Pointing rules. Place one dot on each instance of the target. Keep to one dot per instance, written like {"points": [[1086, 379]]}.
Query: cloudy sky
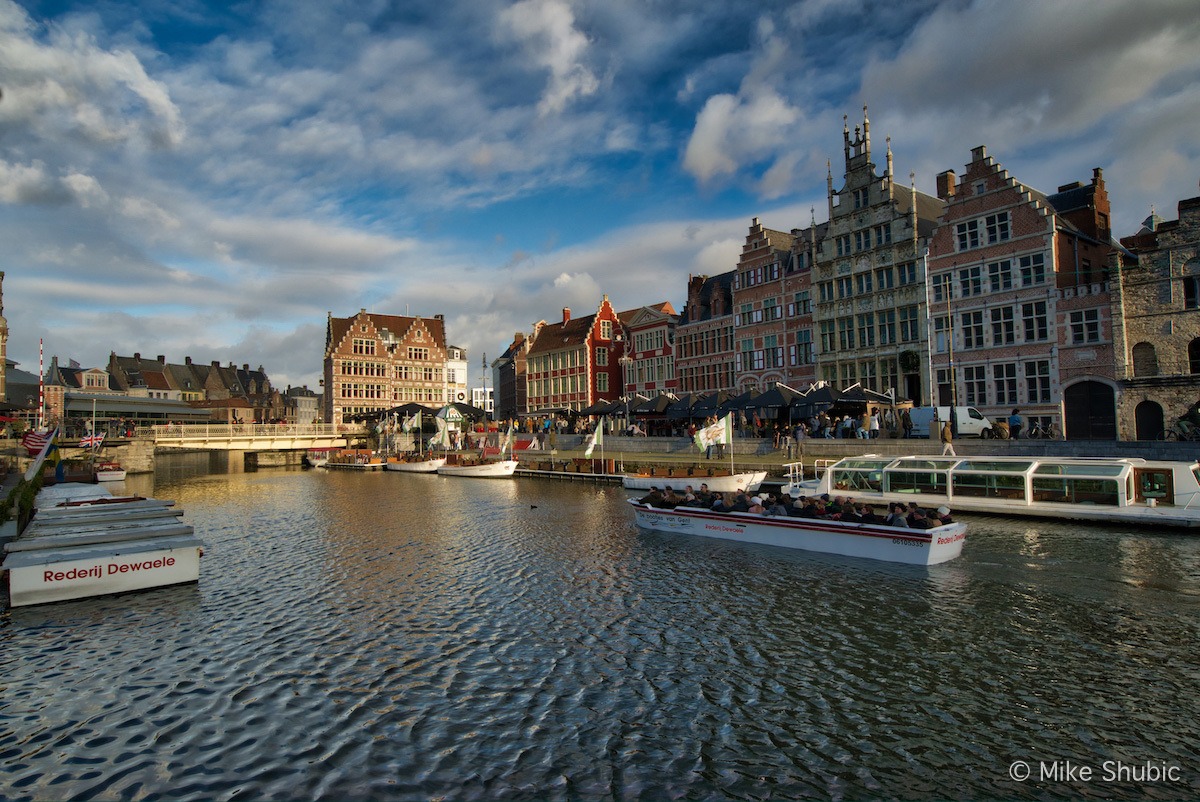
{"points": [[213, 179]]}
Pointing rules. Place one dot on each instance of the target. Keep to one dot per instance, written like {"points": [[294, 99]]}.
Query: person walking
{"points": [[947, 440], [1014, 424]]}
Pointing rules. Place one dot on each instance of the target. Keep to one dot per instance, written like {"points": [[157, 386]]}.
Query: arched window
{"points": [[1145, 359]]}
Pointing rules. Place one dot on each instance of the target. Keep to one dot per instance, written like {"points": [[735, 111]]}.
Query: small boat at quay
{"points": [[426, 465], [84, 542], [1107, 490], [869, 540], [109, 471], [489, 470], [724, 484]]}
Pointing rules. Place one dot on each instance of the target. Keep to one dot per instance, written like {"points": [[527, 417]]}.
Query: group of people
{"points": [[838, 508]]}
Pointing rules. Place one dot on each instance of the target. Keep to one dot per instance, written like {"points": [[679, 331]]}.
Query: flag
{"points": [[597, 438], [91, 441], [719, 434], [35, 442]]}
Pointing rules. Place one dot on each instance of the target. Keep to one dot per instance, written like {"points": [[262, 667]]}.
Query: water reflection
{"points": [[401, 636]]}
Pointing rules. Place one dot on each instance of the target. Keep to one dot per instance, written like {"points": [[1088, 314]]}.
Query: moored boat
{"points": [[1109, 490], [83, 543], [724, 484], [489, 470], [415, 465], [869, 540], [109, 471]]}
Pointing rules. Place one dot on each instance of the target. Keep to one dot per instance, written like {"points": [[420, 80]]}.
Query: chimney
{"points": [[946, 185]]}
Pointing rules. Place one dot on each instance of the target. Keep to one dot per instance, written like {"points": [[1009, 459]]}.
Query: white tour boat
{"points": [[869, 540], [1110, 490], [426, 465], [721, 484], [490, 470], [84, 542]]}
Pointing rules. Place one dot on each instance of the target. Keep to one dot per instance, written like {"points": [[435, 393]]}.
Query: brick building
{"points": [[1009, 276], [869, 276], [705, 355], [377, 361], [1156, 299], [576, 363]]}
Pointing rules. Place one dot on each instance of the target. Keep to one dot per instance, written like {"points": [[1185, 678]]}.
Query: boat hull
{"points": [[867, 540], [101, 569], [726, 484], [498, 470], [423, 466]]}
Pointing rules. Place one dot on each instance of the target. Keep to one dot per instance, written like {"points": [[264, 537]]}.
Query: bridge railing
{"points": [[229, 431]]}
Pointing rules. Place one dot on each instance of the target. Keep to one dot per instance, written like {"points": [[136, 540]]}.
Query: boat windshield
{"points": [[993, 466], [1081, 470]]}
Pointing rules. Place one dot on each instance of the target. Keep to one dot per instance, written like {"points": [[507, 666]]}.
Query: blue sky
{"points": [[210, 180]]}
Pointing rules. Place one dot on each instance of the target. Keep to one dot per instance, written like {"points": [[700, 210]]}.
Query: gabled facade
{"points": [[576, 363], [1006, 282], [1156, 298], [651, 351], [869, 276], [705, 355], [759, 303], [377, 361]]}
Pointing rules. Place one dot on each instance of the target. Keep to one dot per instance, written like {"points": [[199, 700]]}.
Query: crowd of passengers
{"points": [[839, 508]]}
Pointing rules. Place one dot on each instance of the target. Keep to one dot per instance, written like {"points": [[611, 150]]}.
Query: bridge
{"points": [[249, 437]]}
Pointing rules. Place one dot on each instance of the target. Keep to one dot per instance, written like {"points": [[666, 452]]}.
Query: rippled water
{"points": [[411, 638]]}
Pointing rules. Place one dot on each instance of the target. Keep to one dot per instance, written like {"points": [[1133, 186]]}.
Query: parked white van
{"points": [[971, 423]]}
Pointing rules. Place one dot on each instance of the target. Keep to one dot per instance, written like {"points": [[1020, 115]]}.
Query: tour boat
{"points": [[1109, 490], [720, 484], [491, 470], [869, 540], [83, 543], [109, 471], [427, 465]]}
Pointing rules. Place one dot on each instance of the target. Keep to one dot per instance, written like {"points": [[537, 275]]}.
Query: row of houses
{"points": [[990, 294]]}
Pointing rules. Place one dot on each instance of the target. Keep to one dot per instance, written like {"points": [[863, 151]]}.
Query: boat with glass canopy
{"points": [[1146, 492]]}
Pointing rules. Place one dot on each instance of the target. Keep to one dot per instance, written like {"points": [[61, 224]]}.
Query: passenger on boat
{"points": [[655, 495], [921, 521], [867, 514], [897, 515]]}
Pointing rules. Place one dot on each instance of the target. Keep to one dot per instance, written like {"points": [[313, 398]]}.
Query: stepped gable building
{"points": [[759, 303], [649, 357], [1015, 298], [1156, 298], [509, 377], [576, 363], [869, 276], [378, 361], [705, 355]]}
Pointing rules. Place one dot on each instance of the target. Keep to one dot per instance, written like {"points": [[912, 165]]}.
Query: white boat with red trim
{"points": [[1104, 490], [729, 483], [869, 540]]}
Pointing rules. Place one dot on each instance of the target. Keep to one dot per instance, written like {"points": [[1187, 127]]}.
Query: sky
{"points": [[214, 179]]}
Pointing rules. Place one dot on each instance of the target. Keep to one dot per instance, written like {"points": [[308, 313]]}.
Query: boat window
{"points": [[1157, 484], [1069, 490], [916, 482], [1081, 470], [1011, 467], [989, 485], [916, 464], [870, 465], [857, 480]]}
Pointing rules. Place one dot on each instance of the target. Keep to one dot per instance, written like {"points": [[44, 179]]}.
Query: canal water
:::
#### Work required
Nothing but the records above, exact and without pictures, should appear in the answer.

#### Solution below
Pointing rules. Place one dot on each instance of the target. Keep to one dot per instance, written like {"points": [[1086, 379]]}.
Query: cloudy sky
{"points": [[213, 179]]}
Pointing rules. Place one dot on each instance of the target. Keep to one dot per instance, written like {"points": [[294, 99]]}.
Query: person walking
{"points": [[947, 440], [1014, 424]]}
Pointing rules. Place one dot on each instance of the target. Keep to one dot per instance, written like {"points": [[157, 386]]}.
Query: arched window
{"points": [[1145, 359]]}
Pointing rules. Place one dot on each instance of the target. Keep to one dot per instance, written like {"points": [[735, 111]]}.
Query: small boat at quay
{"points": [[426, 465], [84, 542], [1107, 490], [869, 540], [109, 471], [489, 470], [724, 484]]}
Pointing rules. Place one dot on each instance of the target. Keep to one dot per instance, written like {"points": [[527, 417]]}.
Query: group of people
{"points": [[838, 508]]}
Pointing rules. Place one dot on each instance of the target. Keep to one dot per instance, written like {"points": [[679, 331]]}.
Query: flag
{"points": [[597, 438], [91, 441], [719, 434], [35, 442]]}
Pointing rules. Place one dot on each instance of the target. Keep to one dot per instance, written like {"points": [[262, 667]]}.
Query: water reflection
{"points": [[401, 636]]}
Pointing rules. Place one dot on each instance of the target. Keep to one dot per instance, written like {"points": [[1088, 314]]}.
Query: moored boat
{"points": [[1109, 490], [83, 543], [724, 484], [489, 470], [415, 465], [869, 540], [109, 471]]}
Pointing rules. Place one dot on each instance of the target. Keep to one dot per instance, written like {"points": [[420, 80]]}.
Query: chimney
{"points": [[946, 185]]}
Pointing rules. Place one dot on each instance of the target. Keep to one dot per instance, written like {"points": [[1009, 459]]}.
Query: white tour boat
{"points": [[869, 540], [1110, 490], [426, 465], [721, 484], [490, 470], [84, 542]]}
Pointing rules. Place one dot on each instance of the target. Keep to one dot per instance, written like {"points": [[435, 393]]}.
Query: brick building
{"points": [[1009, 276], [869, 276], [705, 355], [377, 361], [1156, 299], [576, 363]]}
Pointing rules. Place one dot on each instance of the target. Keep to one dot per instance, written like {"points": [[1185, 678]]}.
Query: boat hull
{"points": [[867, 540], [101, 569], [726, 484], [498, 470], [423, 466]]}
Pointing rules. Place one dot on each instance of the target. Keep to one dot per instance, written like {"points": [[264, 537]]}.
Query: bridge railing
{"points": [[229, 431]]}
Pointing rules. Place one dot on each instance of the target. Keep to one dot per instance, written like {"points": [[136, 540]]}.
Query: boat windshield
{"points": [[993, 466], [1081, 470]]}
Pointing rules. Place one dot on each instance of the target. Keep to one dot per instance, written like {"points": [[507, 666]]}.
Query: blue sky
{"points": [[210, 180]]}
Pointing rules. Place one dot on each instance of the target. Keep to one dot per instance, written like {"points": [[700, 210]]}.
Query: gabled facade
{"points": [[576, 363], [1006, 282], [1156, 298], [651, 351], [869, 276], [705, 355], [759, 303], [377, 361]]}
Pointing rules. Place one dot on each instance of the target. Keep to one dot per instance, written like {"points": [[199, 700]]}.
Query: crowd of passengers
{"points": [[839, 508]]}
Pointing rules. Place one dot on each instance of the target. Keep to one dot per instance, written like {"points": [[611, 150]]}.
Query: bridge
{"points": [[249, 437]]}
Pointing rules. Place one dot on each instance of the target. Keep to one dot per instance, written like {"points": [[666, 452]]}.
Query: rippled water
{"points": [[411, 638]]}
Pointing rules. Place one dot on each instance of the target. Keep to one dot per instance, written like {"points": [[1133, 186]]}.
Query: parked white van
{"points": [[971, 423]]}
Pointing rules. Place one dot on each instance of the target. Keep to one dot per instance, written like {"points": [[1020, 115]]}.
Query: tour boat
{"points": [[1109, 490], [720, 484], [491, 470], [869, 540], [83, 543], [109, 471], [427, 465]]}
Pointing rules. Place one dot on each instance of the target. Keep to one dot per instance, written like {"points": [[537, 275]]}.
Query: row of houses
{"points": [[990, 294]]}
Pointing rules. Place one dot on each instance of the target. Keep to one dot per instance, written like {"points": [[863, 151]]}.
Query: boat with glass canopy
{"points": [[1146, 492]]}
Pointing rules. Place one dot on each instance of the target. Keep to one dot per instance, written like {"points": [[61, 224]]}.
Query: passenger on boat
{"points": [[655, 495], [921, 521], [867, 514], [897, 515]]}
Pointing rules. Place one dot on each instance of the target. Keep to one dot per instance, written like {"points": [[313, 398]]}.
Query: stepped gable building
{"points": [[759, 303], [649, 357], [1015, 298], [1156, 298], [509, 377], [576, 363], [869, 276], [378, 361], [705, 355]]}
Pointing rules. Place one dot on each instance of the target. Keep to one dot per instance, written like {"points": [[912, 165]]}.
Query: white boat with red trim
{"points": [[1104, 490], [729, 483], [869, 540]]}
Pointing rules. Place one dot on each instance of the target. Keep to one dot per instance, written like {"points": [[1187, 127]]}.
Query: sky
{"points": [[214, 179]]}
Pointing rules. Place one dot on each instance of the target. Keep to one dot per instance, written like {"points": [[308, 313]]}.
Query: boat window
{"points": [[1157, 484], [1069, 490], [916, 482], [1081, 470], [1011, 467], [989, 485], [916, 464], [870, 465], [857, 480]]}
Pointing rules. Place one dot on each instance of the target. Keep to one dot per instance, written like {"points": [[44, 179]]}.
Query: canal water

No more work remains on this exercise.